WHAT NEEDS TO BE DONE: How many lines of the entries contain the word "vehicle"? Give only the number.

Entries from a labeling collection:
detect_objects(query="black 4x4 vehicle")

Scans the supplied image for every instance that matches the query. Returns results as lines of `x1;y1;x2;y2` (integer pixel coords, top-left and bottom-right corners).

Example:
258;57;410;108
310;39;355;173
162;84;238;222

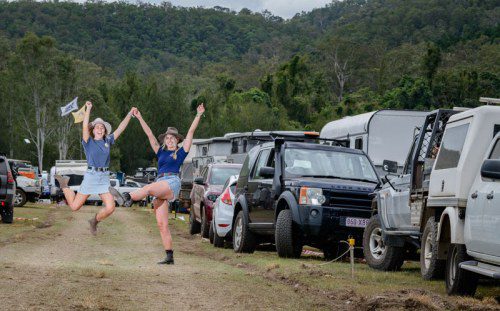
0;154;16;223
233;133;380;259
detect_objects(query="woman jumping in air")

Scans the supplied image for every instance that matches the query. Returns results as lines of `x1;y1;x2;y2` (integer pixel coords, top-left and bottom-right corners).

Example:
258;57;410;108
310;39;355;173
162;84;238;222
55;101;137;235
109;104;205;264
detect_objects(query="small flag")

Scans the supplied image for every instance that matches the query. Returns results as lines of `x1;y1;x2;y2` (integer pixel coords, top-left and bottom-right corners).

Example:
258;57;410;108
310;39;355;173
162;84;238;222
61;97;78;117
71;105;85;123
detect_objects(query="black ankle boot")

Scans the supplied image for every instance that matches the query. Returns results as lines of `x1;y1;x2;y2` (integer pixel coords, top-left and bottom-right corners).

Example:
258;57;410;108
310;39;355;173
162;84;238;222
123;192;134;207
158;249;174;265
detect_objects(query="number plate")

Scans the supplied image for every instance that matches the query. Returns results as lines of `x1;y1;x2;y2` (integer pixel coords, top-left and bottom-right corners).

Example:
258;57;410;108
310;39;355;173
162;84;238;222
345;217;368;228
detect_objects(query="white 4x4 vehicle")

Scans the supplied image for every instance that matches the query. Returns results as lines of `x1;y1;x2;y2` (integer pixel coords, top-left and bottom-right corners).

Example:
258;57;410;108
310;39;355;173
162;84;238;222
363;106;500;294
428;106;500;295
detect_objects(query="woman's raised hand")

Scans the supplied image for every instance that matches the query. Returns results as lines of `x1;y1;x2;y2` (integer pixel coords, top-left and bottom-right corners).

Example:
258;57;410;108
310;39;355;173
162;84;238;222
129;107;137;117
196;103;205;115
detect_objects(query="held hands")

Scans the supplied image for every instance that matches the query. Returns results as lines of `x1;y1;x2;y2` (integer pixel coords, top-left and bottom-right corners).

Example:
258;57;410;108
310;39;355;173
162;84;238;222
128;107;138;117
196;103;205;117
133;108;142;120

THE RESULT: 2